* Supplied text
Open MPI logo

Open MPI User's Mailing List Archives

  |   Home   |   Support   |   FAQ   |   all Open MPI User's mailing list

Subject: [OMPI users] problems with establishing an intercommunicator
From: Waclaw Kusnierczyk (waku_at_[hidden])
Date: 2011-03-08 21:40:53


Hello,

I'm trying to connect two independent MPI process groups with an
intercommunicator, using ports, as described in sec. 10.4 of the MPI
standard. One group runs a server, the other a client. The server
opens a port, publishes the port's name, and waits for a connection.
The client obtains the port's name, and connects to it. The problem is,
the code works if both the server and the client are run in a
one-process MPI group each. If any of the MPI groups has more than one
process, the program hangs.

* Entries supplied
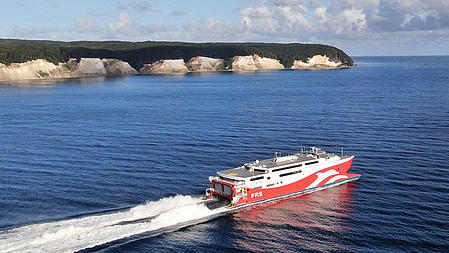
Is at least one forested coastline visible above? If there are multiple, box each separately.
[0,39,354,69]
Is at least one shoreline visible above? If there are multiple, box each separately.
[0,54,354,83]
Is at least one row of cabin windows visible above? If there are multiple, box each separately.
[250,169,302,181]
[250,161,319,181]
[272,161,319,172]
[279,170,301,177]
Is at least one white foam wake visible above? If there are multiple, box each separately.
[0,195,226,252]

* What is asked
A. Answer these about the intercommunicator post:
(i) Which section of the MPI standard does the writer say the approach follows?
(ii) After the server opens a port, what two things does it do?
(iii) Under what condition does the program hang?
B. Pick up the intercommunicator post after its last sentence and continue it.
The records are material separate from the intercommunicator post.

* Answers in order
A.
(i) Section 10.4.
(ii) It publishes the port's name and waits for a connection.
(iii) When either MPI group has more than one process.

B.
The following are two fragments of a minimal code example reproducing
the problem on my machine. The server:

     if (rank == 0) {
         MPI_Open_port(MPI_INFO_NULL, port);
         int fifo = open(argv[1], O_WRONLY);
         write(fifo, port, MPI_MAX_PORT_NAME);
         close(fifo);
         printf("[server] listening on port '%s'\n", port);
         MPI_Comm_accept(port, MPI_INFO_NULL, 0, this, &that);
         printf("[server] connected\n");
         MPI_Close_port(port); }
     MPI_Barrier(this);

and the client:

     if (rank == 0) {
         int fifo = open(buffer, O_RDONLY);
         read(fifo, port, MPI_MAX_PORT_NAME);
         close(fifo);
         printf("[client] connecting to port '%s'\n", port);
         MPI_Comm_connect(port, MPI_INFO_NULL, 0, this, &that);
         printf("[client] connected\n"); }
     MPI_Barrier(this);

where 'this' is the local MPI_COMM_WORLD, and the port name is
transmitted via a named pipe. (Complete code together with a makefile
is attached for reference.)

When the compiled codes are run on one MPI process each:

     mkfifo port
     mpirun -np 1 ./server port &
     mpirun -np 1 ./client port

the connection is established as expected. With more than one process
on either side, however, the execution blocks at the connect-accept step
(i.e., after the 'listening' and 'connecting' messages are printed, but
before the 'connected' messages are); using the attached code,

     make NS=2 run

or

     make NC=2 run

should reproduce the problem.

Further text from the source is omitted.